Saved data entries
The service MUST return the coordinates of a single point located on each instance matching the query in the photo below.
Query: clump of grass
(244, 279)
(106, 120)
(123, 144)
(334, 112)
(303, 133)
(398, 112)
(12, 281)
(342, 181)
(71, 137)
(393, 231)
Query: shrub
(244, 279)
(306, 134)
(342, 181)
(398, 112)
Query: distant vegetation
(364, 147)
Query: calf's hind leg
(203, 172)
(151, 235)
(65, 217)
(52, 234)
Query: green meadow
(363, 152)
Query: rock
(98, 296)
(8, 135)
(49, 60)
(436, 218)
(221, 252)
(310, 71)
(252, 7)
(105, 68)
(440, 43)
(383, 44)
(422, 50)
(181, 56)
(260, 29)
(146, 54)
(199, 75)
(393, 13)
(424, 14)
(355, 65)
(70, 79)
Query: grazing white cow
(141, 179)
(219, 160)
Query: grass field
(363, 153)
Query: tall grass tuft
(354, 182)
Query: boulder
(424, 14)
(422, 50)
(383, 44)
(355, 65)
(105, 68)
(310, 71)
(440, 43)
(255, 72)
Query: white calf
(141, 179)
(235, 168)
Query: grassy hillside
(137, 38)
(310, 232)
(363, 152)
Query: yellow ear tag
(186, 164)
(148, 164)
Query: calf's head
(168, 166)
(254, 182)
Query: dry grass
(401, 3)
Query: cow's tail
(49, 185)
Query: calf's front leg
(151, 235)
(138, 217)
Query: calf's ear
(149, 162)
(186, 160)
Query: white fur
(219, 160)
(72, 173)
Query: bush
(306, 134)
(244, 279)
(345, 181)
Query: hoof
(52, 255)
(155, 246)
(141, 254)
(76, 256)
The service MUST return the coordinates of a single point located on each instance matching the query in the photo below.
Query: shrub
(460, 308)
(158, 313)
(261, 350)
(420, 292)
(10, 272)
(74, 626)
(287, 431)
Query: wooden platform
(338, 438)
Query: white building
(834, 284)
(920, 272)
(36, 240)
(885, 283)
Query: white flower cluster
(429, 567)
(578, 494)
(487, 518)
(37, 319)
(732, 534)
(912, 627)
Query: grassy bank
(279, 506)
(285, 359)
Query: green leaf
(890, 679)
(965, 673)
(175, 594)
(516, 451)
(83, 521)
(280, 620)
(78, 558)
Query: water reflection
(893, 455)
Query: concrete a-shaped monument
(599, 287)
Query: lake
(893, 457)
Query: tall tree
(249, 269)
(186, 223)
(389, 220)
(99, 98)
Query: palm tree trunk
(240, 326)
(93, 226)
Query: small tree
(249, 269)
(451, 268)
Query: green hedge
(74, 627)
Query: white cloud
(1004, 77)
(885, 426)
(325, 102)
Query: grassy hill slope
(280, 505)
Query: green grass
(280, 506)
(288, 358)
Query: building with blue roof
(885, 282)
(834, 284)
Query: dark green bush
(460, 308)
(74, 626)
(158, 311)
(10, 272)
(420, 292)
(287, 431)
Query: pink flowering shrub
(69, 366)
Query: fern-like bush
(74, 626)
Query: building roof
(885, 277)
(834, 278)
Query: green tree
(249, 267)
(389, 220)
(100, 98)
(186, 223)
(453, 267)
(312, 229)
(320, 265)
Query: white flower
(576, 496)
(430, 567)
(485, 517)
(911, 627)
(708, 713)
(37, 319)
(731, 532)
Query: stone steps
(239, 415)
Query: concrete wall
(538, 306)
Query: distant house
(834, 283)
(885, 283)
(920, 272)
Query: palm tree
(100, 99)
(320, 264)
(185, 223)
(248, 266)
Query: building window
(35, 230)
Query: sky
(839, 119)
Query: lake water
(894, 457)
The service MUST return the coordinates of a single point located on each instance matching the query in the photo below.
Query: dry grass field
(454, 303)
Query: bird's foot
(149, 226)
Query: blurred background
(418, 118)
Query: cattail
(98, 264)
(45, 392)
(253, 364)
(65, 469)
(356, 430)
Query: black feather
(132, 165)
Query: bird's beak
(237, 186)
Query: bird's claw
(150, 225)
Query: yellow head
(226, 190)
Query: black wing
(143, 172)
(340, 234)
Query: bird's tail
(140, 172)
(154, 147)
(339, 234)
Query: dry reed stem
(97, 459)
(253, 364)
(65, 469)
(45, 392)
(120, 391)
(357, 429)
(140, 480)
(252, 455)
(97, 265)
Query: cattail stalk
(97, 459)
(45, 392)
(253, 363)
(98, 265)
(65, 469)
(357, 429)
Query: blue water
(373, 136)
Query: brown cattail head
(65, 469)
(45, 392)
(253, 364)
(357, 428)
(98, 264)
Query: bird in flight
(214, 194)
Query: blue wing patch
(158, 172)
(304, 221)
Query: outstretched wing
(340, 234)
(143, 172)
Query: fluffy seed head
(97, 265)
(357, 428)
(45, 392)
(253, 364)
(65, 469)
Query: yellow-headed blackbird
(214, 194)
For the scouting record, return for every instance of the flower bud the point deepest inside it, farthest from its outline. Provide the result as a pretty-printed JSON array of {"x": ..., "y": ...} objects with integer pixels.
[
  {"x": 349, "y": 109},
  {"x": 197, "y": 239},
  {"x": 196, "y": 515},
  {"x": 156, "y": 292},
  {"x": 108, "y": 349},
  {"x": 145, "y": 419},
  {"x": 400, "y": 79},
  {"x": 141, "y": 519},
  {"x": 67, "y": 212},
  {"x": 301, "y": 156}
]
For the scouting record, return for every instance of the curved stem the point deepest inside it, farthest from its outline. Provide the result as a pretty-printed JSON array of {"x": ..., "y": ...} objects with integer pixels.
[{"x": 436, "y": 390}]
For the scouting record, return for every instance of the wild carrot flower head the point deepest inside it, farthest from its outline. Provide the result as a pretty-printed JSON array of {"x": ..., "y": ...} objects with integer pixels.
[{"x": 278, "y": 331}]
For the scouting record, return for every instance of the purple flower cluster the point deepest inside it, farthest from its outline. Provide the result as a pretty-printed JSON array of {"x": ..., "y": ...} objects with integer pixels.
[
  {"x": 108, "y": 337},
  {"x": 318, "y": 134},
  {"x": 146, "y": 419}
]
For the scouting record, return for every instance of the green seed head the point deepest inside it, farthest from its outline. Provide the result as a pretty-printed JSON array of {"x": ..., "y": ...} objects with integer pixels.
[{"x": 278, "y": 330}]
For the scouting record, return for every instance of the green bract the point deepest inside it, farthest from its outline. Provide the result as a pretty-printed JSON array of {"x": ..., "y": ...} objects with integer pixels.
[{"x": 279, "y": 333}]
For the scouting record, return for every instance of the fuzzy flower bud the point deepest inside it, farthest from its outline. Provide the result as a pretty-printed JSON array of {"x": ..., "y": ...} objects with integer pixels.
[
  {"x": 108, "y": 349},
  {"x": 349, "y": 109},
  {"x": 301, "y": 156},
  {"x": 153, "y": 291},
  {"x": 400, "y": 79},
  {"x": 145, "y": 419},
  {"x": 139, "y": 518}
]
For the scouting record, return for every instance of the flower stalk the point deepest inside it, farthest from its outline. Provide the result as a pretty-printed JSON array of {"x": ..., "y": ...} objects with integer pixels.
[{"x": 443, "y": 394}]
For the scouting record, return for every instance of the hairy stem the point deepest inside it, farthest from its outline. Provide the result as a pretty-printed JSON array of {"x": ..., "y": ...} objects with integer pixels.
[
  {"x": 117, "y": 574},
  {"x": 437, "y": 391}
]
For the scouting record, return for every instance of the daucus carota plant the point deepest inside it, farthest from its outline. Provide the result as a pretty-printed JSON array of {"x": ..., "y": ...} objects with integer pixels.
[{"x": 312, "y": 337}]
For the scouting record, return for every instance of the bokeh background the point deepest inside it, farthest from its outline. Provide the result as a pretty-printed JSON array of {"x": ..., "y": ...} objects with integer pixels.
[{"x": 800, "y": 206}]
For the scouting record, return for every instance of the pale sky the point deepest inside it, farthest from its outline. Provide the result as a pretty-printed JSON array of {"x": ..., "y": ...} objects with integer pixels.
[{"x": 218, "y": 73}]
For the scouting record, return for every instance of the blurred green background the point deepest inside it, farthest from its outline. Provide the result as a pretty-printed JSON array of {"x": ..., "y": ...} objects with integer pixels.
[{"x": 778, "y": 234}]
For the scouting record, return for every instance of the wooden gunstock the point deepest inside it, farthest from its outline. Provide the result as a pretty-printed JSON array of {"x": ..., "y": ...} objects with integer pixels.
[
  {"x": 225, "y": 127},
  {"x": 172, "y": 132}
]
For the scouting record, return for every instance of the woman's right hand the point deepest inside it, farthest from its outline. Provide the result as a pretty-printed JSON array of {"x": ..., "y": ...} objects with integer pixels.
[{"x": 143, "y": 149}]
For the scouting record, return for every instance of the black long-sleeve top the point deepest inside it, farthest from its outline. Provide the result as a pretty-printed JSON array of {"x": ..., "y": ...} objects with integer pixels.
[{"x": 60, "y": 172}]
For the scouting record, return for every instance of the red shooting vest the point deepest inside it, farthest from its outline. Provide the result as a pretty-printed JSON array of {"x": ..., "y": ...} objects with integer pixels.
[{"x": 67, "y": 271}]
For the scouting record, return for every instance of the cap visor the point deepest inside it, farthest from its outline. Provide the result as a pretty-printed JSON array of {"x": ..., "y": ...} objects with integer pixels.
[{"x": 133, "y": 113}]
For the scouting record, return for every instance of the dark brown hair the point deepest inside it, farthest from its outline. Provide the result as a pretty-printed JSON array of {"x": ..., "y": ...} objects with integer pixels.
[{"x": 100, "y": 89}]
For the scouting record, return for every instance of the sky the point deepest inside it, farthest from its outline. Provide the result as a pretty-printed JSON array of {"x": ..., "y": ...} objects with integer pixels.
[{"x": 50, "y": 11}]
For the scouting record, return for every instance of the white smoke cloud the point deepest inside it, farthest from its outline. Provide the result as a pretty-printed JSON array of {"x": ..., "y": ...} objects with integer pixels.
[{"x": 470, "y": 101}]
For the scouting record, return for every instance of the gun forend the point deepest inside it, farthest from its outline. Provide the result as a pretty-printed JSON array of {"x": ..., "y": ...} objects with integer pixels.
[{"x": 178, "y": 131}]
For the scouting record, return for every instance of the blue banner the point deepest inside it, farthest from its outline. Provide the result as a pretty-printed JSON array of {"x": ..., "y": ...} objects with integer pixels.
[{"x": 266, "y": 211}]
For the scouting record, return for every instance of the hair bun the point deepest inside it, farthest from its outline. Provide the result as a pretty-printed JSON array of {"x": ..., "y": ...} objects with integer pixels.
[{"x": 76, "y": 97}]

*Assigned task:*
Find the line that contains "For the scouting record, return for every instance of the white". Copy it and every line after it to the end of the records, exactly, and nothing more.

*Answer space:*
For the scouting record, return for every instance of the white smoke cloud the point deepest inside it, farthest from its outline. Provide the result as a pretty-printed JSON array of {"x": ..., "y": ...} objects with integer pixels.
[{"x": 470, "y": 101}]
For the scouting record, return for every instance of the gun forend the point deepest inside it, farthest from its outline. Provide the result as a pretty-printed JSON array of {"x": ..., "y": ...} objects with integer pixels.
[{"x": 178, "y": 131}]
For the scouting record, return for every instance of the blue banner the point deepest inside it, farthest from its outline. Provide the result as a pretty-printed JSON array of {"x": ..., "y": ...} objects with integer pixels.
[{"x": 266, "y": 211}]
For the scouting record, return for every instance of the hair bun the point deepest inside it, farthest from its outline. Provide the result as a pretty-printed JSON array of {"x": ..., "y": ...} objects with integer pixels.
[{"x": 76, "y": 97}]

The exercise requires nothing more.